(Extracted text):
========================

Everyone just wants to be someone’s special person..  I think that’s what love is somewhat about, having that special person in your life that you love and are devoted to with your heart.  Everyone needs that special person and needs to be someone’s person too.  Is that so hard to understand?  Treat each other like you want to be treated, and magic will happen.  Trust in love, let it happen and enjoy it, whether it’s for now, or forever always remains to be seen.

Being in love with someone, who is also in love with you means you can depend upon each other….  It means to me that I can trust and rely on that person to be there when I need her, and I will be there when she needs me.  Needing someone else is a human need, needing love is a human need.  We all need love, respect and someone we can count on to love us back as unconditionally as we love them.  Someone to say good morning to, or good night to, someone to be there when you need them, someone to want, and who wants you back…

I have become, with age, a very tender hearted Butch.  When I care about someone or something I tend to become very passionate about it and I tend to invest my whole heart and soul.  I also pay dearly for this sometimes, I can get my feelings hurt.  Butches are not supposed to have feelings like this they say…well let me tell ya, we do.  We have very deep running feelings of loyalty, devotion and authenticity.  I hate it when someone tries to tell me how feel about something, like “oh no you can’t miss me, you hate me, or that (whatever it is I say) is not true”  That shit drives me right up the wall.  I have my own feelings and only I know what they are and what is true and what is not…and I do not lie.  I am so dead up honest and up front that it’s not funny. Yet I get told that I can’t possibly feel like I do.  That can be irritating and frustrating.

I am a romantic at heart.  I love romance. I love to hear romance in spoken or written words.  I love long talks and hand holding.  Probably dumb stuff to some, but to me those are very real parts of love and relationships.  Physical touching is vital when I am with someone that I love and care about.  I want to touch them, and I want them to touch me.  Just a slight touch on the arm can send shivers down my spine, especially if there is strong emotion behind that touch…I am not a touchy kind of person though, if I touch I mean it, I don’t just touch people for the hell of it.  My touch is my gift to my person, and it’s not given away easily.  I am shy, and if I adore you and want to touch you then that is something very special to me, and hopefully it would be to you too.

========================

[Collection entries]

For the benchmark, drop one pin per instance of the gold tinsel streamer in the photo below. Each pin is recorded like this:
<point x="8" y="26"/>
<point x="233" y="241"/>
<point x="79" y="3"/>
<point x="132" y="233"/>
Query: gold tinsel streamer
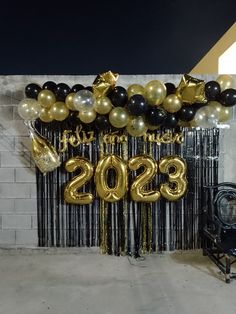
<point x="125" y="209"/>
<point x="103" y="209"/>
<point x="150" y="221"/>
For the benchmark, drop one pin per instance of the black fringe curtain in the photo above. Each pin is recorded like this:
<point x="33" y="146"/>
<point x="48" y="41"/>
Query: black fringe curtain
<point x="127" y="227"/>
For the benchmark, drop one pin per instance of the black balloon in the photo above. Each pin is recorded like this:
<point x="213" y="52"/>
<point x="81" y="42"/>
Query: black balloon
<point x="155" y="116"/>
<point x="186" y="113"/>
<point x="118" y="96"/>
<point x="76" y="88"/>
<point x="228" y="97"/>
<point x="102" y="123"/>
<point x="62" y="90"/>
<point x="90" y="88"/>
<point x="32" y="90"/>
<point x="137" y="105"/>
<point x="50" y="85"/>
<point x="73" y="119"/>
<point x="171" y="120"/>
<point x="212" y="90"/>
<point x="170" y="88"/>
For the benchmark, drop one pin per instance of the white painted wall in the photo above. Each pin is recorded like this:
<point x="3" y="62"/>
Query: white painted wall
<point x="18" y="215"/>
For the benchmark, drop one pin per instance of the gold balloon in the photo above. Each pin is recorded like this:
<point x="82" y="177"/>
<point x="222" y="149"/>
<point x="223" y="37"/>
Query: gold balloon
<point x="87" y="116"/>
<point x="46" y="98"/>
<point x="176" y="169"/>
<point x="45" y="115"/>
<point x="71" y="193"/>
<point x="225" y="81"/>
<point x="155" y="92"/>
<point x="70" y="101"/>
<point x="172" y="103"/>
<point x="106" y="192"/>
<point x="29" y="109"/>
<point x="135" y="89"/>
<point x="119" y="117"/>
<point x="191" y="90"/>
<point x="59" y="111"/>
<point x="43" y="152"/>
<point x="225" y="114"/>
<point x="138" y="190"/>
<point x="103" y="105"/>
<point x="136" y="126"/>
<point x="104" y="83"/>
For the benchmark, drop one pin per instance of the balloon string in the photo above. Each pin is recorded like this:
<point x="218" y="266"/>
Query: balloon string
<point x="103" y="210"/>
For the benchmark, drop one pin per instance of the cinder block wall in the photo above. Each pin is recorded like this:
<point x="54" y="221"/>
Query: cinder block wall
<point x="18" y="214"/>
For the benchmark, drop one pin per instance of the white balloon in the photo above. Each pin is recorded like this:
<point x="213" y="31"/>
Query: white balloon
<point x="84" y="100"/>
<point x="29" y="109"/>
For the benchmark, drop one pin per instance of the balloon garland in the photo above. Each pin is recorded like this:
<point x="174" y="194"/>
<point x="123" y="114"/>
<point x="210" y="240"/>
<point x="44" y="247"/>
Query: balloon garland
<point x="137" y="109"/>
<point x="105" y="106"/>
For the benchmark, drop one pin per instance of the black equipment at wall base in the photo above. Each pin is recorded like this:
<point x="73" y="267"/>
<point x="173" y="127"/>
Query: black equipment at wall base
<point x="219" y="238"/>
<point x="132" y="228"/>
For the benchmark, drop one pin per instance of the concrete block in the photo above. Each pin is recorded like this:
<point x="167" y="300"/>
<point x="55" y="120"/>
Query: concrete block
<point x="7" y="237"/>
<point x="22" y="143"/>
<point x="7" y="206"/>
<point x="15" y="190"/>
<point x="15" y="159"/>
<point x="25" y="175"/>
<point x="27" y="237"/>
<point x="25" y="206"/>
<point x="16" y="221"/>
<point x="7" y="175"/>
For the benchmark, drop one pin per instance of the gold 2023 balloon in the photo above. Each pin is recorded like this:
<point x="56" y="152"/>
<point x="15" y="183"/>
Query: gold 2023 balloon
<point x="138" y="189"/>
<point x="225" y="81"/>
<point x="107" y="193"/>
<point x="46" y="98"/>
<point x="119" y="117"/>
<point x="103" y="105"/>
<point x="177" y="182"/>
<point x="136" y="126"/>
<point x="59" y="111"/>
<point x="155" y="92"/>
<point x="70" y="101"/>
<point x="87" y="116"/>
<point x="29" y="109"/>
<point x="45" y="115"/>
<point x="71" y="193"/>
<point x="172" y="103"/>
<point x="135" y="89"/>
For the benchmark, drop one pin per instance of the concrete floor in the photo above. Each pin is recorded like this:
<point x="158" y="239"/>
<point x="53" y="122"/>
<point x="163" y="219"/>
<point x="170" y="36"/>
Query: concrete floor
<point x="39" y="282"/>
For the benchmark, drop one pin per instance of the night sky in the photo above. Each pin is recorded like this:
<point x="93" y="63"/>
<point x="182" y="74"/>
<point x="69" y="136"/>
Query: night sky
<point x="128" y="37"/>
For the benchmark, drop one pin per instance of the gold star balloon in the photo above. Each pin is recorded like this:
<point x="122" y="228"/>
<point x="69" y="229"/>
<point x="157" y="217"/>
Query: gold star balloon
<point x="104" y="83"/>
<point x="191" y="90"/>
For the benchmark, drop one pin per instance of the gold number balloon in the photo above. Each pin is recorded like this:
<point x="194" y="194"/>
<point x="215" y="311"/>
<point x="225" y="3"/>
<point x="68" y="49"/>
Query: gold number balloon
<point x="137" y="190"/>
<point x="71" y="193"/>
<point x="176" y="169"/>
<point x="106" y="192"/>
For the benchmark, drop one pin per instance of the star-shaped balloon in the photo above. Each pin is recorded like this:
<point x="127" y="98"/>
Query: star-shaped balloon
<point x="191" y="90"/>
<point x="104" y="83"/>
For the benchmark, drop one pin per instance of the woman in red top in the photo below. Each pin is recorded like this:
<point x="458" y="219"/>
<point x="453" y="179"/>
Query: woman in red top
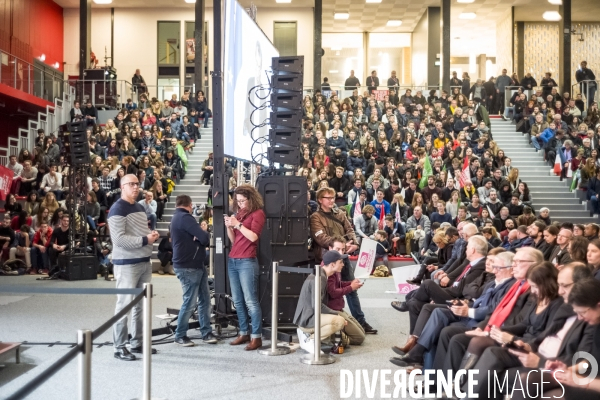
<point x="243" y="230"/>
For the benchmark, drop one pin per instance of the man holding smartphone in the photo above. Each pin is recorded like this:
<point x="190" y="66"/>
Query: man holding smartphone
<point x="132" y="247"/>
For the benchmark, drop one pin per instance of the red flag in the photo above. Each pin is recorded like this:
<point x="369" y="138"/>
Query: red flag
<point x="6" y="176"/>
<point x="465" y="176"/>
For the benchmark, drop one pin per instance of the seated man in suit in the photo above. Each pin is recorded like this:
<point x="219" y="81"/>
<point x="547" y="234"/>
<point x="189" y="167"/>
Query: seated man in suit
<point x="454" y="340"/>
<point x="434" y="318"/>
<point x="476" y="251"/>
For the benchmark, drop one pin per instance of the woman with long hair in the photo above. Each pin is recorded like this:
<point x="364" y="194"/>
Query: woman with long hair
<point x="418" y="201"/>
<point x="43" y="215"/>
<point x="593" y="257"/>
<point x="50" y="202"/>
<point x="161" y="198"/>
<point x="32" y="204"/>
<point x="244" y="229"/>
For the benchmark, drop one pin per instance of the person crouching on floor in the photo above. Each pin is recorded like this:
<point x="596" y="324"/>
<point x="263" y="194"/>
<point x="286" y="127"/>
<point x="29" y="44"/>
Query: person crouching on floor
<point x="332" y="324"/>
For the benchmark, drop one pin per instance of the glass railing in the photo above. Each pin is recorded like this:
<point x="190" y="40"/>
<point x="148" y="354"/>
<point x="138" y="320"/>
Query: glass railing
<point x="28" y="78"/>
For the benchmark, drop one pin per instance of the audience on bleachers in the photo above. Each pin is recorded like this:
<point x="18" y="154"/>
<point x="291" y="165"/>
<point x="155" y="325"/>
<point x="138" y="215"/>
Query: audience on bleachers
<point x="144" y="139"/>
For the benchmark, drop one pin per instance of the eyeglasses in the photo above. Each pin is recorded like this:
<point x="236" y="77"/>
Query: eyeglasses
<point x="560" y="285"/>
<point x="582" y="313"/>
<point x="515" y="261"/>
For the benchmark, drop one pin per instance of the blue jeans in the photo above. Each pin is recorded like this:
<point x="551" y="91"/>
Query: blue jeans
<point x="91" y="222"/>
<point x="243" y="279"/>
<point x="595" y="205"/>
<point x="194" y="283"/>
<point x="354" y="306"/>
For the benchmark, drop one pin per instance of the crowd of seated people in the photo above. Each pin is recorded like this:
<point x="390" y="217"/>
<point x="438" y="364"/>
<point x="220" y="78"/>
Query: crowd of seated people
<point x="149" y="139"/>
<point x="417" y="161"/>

========================

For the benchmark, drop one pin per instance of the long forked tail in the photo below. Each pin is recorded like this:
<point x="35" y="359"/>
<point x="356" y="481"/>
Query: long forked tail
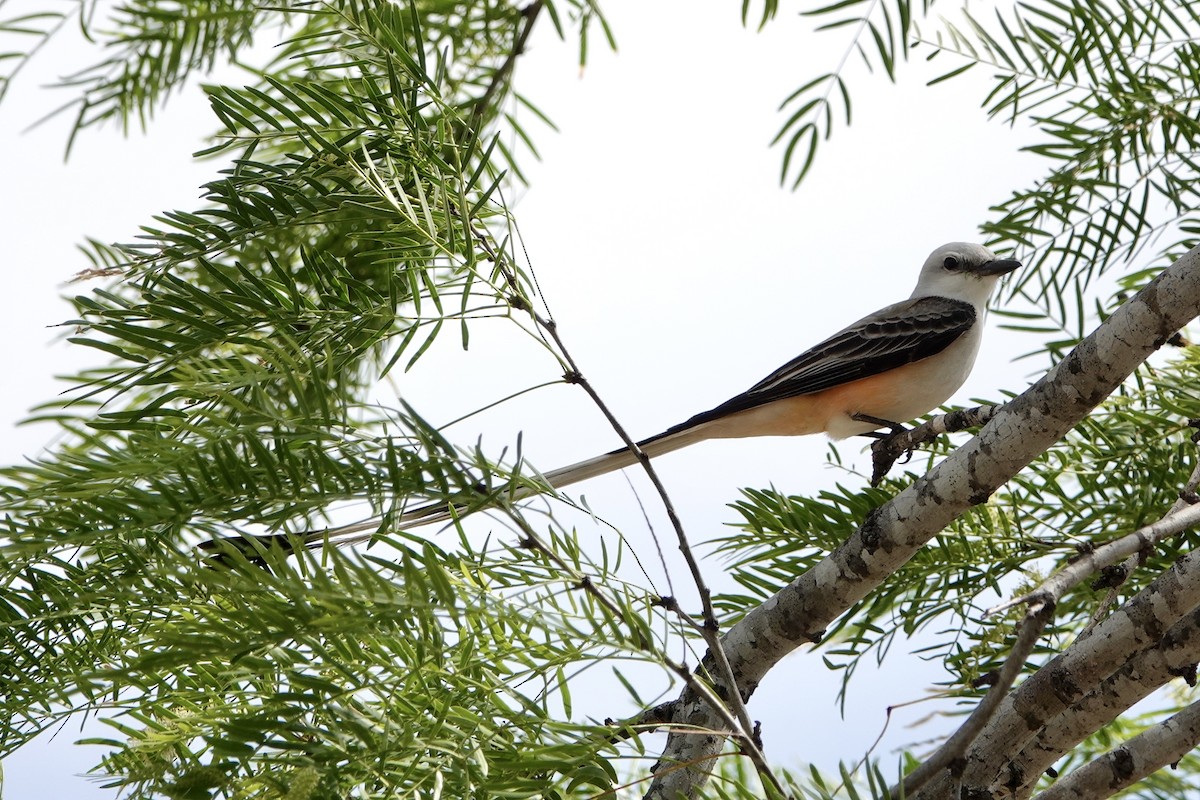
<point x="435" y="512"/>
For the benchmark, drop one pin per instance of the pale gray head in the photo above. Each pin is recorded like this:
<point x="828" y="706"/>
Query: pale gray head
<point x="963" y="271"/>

========================

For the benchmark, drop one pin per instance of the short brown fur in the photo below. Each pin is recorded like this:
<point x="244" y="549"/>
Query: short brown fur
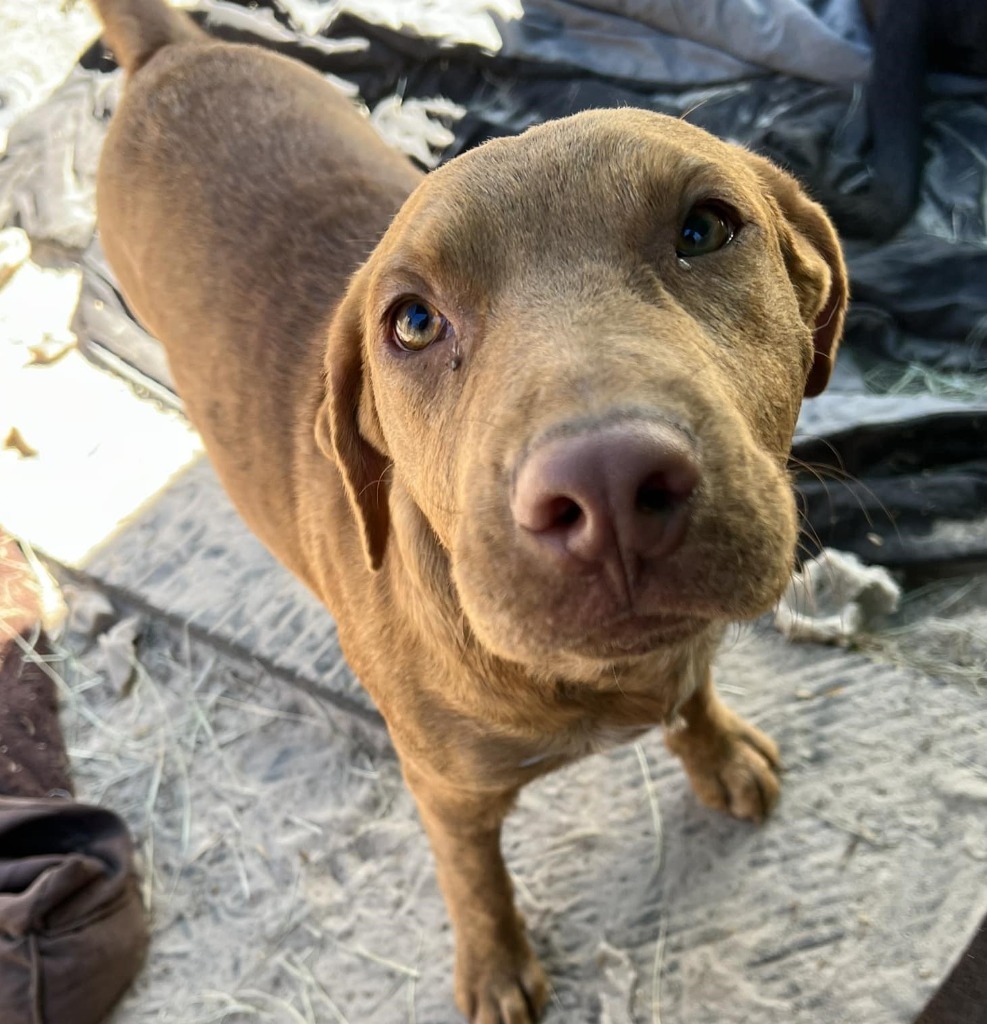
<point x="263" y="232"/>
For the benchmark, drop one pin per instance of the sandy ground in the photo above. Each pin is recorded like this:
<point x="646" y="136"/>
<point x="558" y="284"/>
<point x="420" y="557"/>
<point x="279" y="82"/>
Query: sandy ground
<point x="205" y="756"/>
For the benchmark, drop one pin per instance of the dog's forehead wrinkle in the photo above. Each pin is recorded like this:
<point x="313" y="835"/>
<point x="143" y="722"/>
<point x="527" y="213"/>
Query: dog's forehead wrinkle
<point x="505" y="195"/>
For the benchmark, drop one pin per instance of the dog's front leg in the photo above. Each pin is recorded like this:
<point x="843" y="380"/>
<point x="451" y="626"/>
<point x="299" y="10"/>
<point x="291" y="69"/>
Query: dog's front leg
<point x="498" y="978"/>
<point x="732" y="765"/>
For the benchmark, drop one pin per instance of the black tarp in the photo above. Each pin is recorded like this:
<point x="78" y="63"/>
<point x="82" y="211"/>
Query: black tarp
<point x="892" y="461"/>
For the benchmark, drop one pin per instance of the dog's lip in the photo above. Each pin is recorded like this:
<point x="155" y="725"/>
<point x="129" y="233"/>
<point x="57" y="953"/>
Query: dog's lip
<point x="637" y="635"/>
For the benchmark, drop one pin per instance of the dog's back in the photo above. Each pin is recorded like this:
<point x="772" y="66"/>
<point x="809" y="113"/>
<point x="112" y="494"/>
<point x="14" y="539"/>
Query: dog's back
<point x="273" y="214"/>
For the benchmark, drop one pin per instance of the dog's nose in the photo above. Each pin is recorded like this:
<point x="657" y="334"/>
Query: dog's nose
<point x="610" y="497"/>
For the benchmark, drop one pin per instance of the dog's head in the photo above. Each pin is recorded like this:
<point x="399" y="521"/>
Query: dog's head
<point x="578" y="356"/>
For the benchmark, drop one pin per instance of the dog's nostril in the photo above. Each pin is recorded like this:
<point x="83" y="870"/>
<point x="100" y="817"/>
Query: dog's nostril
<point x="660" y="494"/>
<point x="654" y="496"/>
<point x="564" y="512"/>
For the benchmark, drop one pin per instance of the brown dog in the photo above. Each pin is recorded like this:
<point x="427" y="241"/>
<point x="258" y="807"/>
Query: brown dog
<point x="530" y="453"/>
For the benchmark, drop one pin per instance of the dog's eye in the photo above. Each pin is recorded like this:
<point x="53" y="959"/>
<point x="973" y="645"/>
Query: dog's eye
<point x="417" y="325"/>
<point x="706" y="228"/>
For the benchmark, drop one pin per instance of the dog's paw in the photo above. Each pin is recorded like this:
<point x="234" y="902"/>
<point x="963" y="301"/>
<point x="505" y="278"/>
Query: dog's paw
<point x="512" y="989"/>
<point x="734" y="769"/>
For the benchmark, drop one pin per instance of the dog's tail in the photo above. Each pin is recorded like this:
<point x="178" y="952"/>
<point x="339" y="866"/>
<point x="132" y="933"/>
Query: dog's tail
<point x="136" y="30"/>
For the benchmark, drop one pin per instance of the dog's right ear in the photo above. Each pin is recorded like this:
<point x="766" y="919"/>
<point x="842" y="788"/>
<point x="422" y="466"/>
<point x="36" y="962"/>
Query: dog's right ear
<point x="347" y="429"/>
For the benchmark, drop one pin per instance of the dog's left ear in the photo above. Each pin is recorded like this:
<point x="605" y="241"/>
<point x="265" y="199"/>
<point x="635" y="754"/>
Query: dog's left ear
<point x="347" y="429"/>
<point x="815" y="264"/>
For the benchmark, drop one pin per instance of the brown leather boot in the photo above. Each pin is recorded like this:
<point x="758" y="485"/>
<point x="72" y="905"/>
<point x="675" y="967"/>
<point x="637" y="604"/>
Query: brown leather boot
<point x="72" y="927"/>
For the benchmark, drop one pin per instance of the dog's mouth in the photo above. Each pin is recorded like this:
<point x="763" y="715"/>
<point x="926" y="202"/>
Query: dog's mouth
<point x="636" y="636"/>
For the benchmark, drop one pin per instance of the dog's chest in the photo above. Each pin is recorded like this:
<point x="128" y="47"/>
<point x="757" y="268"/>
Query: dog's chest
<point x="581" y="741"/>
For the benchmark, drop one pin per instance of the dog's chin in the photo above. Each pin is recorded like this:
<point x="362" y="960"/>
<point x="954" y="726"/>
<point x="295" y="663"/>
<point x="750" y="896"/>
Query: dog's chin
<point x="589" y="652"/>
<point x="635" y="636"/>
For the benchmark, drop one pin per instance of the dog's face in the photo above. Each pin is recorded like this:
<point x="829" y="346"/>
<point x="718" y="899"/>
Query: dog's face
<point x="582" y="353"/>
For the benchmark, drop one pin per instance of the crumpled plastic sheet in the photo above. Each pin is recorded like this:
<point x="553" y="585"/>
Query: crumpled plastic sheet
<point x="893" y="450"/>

========================

(What you will do):
A - In the passage on love, copy the words from "I am a romantic" up to and including "to you too.", and switch "shivers" to "chills".
B - Please extract every line of the entries that contains the string "back". Case counts.

(Task responses):
A -
I am a romantic at heart.  I love romance. I love to hear romance in spoken or written words.  I love long talks and hand holding.  Probably dumb stuff to some, but to me those are very real parts of love and relationships.  Physical touching is vital when I am with someone that I love and care about.  I want to touch them, and I want them to touch me.  Just a slight touch on the arm can send chills down my spine, especially if there is strong emotion behind that touch…I am not a touchy kind of person though, if I touch I mean it, I don’t just touch people for the hell of it.  My touch is my gift to my person, and it’s not given away easily.  I am shy, and if I adore you and want to touch you then that is something very special to me, and hopefully it would be to you too.

B -
For the benchmark, drop one pin per instance of the dog's back in the photo above. Each pin is recorded like this:
Query: dog's back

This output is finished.